= Material shown =
#####
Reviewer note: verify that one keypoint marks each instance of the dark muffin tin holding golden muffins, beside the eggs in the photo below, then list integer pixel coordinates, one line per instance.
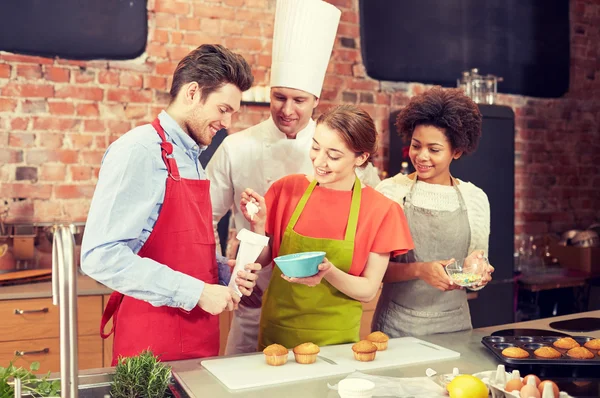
(531, 343)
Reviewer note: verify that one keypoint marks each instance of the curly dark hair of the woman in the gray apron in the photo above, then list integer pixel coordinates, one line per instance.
(448, 109)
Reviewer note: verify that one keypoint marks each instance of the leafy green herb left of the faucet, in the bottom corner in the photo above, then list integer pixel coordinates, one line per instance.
(37, 387)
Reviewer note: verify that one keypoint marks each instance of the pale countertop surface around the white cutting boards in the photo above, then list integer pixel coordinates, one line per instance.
(474, 358)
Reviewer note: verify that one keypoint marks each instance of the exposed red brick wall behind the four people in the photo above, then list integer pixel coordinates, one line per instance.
(58, 116)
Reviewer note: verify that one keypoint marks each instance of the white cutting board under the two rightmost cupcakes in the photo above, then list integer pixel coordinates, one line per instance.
(401, 351)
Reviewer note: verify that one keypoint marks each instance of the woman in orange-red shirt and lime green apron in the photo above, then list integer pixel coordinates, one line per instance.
(331, 211)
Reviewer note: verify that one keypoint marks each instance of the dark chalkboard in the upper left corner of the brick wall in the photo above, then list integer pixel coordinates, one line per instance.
(74, 29)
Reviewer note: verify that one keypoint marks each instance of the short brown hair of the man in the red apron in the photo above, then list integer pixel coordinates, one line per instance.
(212, 66)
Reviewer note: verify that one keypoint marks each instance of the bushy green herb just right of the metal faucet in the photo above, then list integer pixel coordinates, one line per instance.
(141, 376)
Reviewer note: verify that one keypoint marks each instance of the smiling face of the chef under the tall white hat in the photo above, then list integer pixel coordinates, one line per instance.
(291, 109)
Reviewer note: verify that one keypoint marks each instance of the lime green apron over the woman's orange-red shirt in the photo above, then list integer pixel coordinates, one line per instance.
(293, 313)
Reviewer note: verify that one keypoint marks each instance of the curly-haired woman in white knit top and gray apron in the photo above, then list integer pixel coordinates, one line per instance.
(448, 218)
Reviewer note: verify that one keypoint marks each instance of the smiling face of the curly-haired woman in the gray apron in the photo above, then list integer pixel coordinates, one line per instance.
(431, 154)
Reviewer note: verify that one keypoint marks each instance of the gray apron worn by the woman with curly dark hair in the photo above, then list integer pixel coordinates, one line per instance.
(415, 308)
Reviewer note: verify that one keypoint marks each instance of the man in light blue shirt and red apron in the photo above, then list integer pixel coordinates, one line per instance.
(149, 231)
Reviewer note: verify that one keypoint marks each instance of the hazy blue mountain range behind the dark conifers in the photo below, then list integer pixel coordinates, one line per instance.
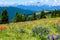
(28, 10)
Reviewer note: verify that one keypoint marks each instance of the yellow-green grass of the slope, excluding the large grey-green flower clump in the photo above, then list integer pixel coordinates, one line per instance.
(23, 30)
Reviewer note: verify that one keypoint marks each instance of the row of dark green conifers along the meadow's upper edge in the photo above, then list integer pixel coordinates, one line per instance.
(22, 17)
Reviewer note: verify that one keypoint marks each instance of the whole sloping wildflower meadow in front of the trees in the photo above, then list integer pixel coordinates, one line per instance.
(29, 30)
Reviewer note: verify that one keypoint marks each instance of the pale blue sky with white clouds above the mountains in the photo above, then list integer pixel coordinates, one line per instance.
(29, 2)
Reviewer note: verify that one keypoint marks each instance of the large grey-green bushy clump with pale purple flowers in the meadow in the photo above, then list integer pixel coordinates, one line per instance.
(40, 31)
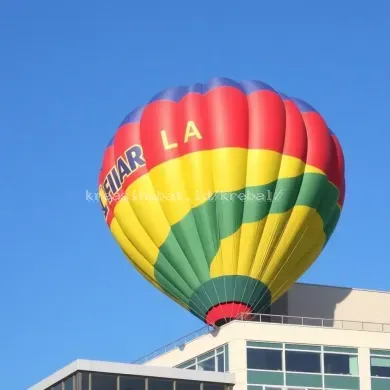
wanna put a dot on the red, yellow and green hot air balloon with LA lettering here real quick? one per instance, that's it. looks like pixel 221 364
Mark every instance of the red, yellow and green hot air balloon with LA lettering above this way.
pixel 222 194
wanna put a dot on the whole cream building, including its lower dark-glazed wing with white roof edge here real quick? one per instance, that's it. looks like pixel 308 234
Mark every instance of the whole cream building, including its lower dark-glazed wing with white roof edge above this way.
pixel 315 337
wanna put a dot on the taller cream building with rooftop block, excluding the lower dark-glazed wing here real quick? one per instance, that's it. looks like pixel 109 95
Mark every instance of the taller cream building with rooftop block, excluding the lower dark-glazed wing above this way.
pixel 315 337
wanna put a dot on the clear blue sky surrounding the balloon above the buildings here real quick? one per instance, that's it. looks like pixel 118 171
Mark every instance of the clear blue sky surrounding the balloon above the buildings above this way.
pixel 70 71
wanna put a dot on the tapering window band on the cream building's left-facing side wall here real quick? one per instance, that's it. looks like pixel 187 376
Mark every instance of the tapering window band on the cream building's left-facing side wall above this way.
pixel 215 360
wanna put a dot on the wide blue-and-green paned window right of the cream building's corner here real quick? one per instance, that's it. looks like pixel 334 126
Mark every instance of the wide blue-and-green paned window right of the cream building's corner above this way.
pixel 278 366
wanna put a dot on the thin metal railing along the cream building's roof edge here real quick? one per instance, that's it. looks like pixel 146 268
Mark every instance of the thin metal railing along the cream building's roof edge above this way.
pixel 271 319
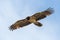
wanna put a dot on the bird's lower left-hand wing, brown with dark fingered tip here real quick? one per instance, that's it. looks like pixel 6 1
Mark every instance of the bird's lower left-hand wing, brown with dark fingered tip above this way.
pixel 19 23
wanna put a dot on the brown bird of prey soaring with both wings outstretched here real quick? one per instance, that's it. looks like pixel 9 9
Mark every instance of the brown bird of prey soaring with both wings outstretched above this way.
pixel 32 19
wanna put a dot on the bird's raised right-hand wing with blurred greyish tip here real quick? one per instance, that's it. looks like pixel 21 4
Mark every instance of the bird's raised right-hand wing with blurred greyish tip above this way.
pixel 41 15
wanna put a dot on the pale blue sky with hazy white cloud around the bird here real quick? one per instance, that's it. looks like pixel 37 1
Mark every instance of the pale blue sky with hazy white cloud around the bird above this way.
pixel 13 10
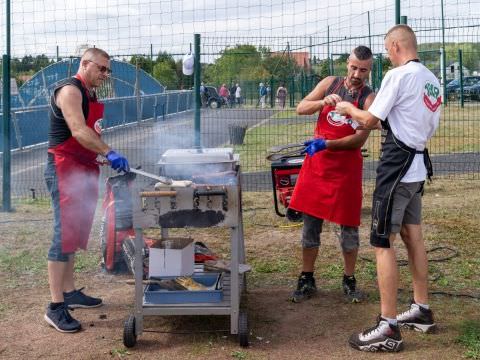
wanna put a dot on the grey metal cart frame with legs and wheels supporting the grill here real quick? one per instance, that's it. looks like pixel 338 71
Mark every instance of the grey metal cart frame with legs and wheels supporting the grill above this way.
pixel 146 215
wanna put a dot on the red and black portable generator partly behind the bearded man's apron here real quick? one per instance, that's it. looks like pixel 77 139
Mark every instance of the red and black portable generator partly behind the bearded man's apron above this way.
pixel 284 177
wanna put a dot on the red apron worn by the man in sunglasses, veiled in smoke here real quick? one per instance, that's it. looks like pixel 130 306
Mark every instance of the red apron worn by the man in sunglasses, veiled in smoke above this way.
pixel 77 173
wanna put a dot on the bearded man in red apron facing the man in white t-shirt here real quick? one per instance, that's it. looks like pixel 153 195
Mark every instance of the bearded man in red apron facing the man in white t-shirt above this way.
pixel 329 186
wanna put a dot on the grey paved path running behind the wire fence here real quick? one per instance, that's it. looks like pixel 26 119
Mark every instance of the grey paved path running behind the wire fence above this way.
pixel 144 143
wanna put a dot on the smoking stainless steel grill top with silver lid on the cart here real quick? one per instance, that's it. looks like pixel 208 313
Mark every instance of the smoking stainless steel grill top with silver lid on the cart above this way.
pixel 212 199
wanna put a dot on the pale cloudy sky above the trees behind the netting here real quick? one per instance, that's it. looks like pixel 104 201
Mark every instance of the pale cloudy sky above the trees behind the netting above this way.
pixel 126 27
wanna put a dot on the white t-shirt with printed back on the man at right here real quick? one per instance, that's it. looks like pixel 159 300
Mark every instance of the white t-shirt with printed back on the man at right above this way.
pixel 410 98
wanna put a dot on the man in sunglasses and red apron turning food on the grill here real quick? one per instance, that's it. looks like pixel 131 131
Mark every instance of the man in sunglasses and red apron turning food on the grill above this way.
pixel 72 180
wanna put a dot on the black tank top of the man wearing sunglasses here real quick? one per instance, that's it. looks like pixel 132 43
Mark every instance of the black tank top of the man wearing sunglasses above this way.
pixel 59 131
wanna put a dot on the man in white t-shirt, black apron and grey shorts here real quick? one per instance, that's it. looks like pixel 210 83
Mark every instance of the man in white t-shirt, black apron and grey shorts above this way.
pixel 410 98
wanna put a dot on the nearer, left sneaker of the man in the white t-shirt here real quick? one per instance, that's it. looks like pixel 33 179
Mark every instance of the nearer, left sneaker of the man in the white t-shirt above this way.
pixel 381 337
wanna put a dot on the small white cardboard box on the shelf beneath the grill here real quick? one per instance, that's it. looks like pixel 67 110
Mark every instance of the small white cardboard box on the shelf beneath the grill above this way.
pixel 171 257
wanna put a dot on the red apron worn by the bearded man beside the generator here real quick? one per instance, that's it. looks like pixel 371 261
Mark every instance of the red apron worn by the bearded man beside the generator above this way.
pixel 329 185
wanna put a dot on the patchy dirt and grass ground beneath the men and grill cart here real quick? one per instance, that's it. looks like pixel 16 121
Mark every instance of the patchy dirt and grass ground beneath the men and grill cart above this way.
pixel 318 328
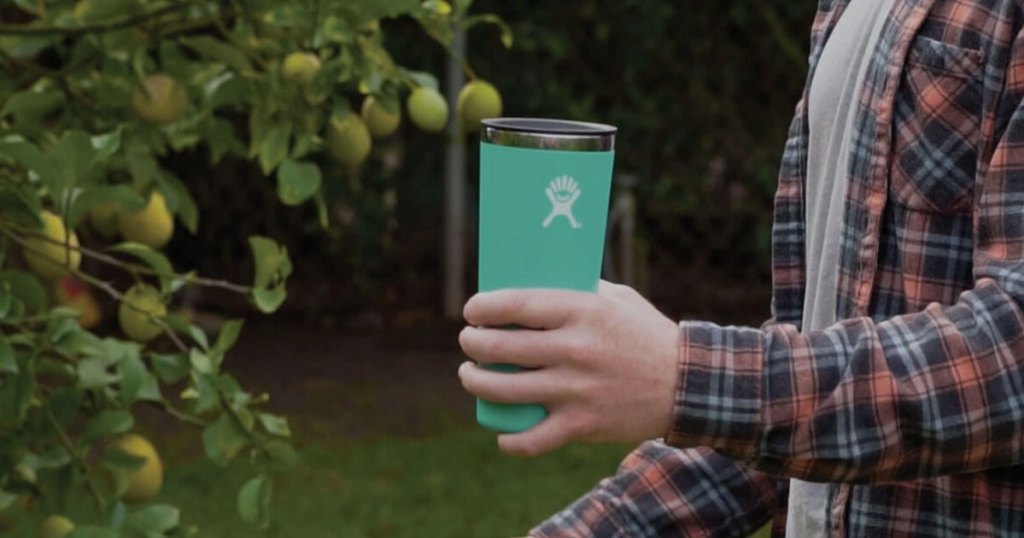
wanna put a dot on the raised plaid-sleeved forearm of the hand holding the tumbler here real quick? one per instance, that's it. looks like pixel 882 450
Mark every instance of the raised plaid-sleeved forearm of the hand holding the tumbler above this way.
pixel 920 396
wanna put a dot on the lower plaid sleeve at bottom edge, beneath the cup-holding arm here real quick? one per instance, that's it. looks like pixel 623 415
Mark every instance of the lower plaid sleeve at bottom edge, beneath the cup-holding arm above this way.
pixel 664 492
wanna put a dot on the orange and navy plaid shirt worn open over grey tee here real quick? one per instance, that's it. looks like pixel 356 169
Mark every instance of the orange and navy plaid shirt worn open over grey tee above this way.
pixel 913 407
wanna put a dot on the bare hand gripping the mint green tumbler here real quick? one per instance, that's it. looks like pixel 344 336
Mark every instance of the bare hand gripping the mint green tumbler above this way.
pixel 605 365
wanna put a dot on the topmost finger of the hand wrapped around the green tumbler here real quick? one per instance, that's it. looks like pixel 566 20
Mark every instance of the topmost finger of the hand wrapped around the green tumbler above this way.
pixel 537 309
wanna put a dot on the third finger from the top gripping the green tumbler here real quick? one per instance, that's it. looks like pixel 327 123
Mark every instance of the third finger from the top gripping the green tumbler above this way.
pixel 525 387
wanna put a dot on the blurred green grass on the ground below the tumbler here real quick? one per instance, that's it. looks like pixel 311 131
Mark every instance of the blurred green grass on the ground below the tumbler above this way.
pixel 455 485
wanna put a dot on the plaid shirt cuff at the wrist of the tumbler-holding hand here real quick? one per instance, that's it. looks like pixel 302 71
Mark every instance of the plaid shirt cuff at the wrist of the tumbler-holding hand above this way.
pixel 719 395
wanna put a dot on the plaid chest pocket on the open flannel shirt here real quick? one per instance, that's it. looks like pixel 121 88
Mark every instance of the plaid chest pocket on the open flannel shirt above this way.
pixel 937 128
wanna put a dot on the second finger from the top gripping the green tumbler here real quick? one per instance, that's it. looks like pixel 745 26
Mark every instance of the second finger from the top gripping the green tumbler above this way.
pixel 525 348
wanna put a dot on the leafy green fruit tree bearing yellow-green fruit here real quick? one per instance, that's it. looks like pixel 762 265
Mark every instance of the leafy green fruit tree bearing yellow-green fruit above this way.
pixel 96 96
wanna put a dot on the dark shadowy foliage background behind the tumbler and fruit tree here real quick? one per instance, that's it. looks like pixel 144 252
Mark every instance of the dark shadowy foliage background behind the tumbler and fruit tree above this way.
pixel 703 94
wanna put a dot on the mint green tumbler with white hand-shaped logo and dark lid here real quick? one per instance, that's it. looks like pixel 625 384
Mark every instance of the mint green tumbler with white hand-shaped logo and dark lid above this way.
pixel 544 205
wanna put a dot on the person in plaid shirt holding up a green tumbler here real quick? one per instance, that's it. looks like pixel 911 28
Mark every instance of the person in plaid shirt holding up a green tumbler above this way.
pixel 889 383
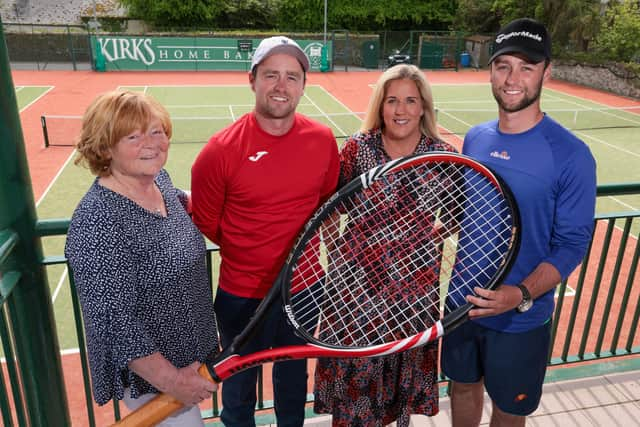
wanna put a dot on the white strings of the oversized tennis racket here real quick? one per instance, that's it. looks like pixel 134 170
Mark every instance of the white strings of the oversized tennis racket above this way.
pixel 388 250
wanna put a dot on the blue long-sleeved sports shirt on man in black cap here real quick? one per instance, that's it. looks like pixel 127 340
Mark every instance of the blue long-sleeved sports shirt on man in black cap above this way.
pixel 553 177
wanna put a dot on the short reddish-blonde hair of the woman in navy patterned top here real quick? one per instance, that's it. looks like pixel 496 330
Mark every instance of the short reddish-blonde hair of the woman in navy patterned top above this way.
pixel 109 118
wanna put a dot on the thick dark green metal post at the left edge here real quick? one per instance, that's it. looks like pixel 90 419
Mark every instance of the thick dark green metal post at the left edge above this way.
pixel 30 307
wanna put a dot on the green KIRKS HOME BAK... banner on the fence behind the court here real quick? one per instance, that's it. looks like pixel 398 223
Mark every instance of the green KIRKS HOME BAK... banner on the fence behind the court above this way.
pixel 185 53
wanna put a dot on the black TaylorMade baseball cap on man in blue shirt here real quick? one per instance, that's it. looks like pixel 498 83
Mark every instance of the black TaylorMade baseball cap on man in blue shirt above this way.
pixel 526 36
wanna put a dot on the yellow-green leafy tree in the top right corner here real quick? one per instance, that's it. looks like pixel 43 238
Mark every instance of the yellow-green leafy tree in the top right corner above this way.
pixel 619 38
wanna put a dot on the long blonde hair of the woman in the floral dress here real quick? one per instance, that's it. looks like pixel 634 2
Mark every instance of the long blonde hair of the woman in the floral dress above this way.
pixel 373 118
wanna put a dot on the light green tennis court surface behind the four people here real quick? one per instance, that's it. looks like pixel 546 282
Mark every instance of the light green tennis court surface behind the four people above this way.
pixel 199 111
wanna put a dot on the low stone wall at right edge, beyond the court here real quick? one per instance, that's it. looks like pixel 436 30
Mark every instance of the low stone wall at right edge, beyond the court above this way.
pixel 611 77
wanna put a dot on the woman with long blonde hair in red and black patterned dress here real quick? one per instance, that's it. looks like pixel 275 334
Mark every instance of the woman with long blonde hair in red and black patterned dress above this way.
pixel 400 121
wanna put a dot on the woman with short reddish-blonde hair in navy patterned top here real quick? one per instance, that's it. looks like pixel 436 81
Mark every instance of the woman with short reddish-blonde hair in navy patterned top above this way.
pixel 139 262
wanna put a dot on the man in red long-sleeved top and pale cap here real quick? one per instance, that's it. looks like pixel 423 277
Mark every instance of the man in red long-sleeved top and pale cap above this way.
pixel 254 185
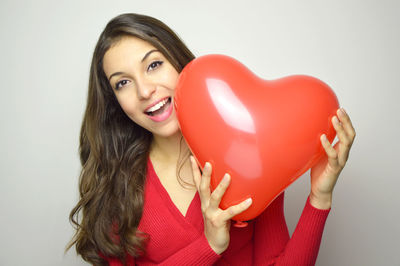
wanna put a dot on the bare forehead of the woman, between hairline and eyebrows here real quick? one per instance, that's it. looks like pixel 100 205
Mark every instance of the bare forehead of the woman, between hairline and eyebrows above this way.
#####
= About this task =
Return all lines from the material that contain "between".

= Expected answer =
wanna put a dot on the bare forehead of the woman, between hairline and eyebrows here real quick? one per instance, that's it. looks like pixel 100 205
Mark every instance of the bare forehead of the woman, between hairline and eyebrows above this way.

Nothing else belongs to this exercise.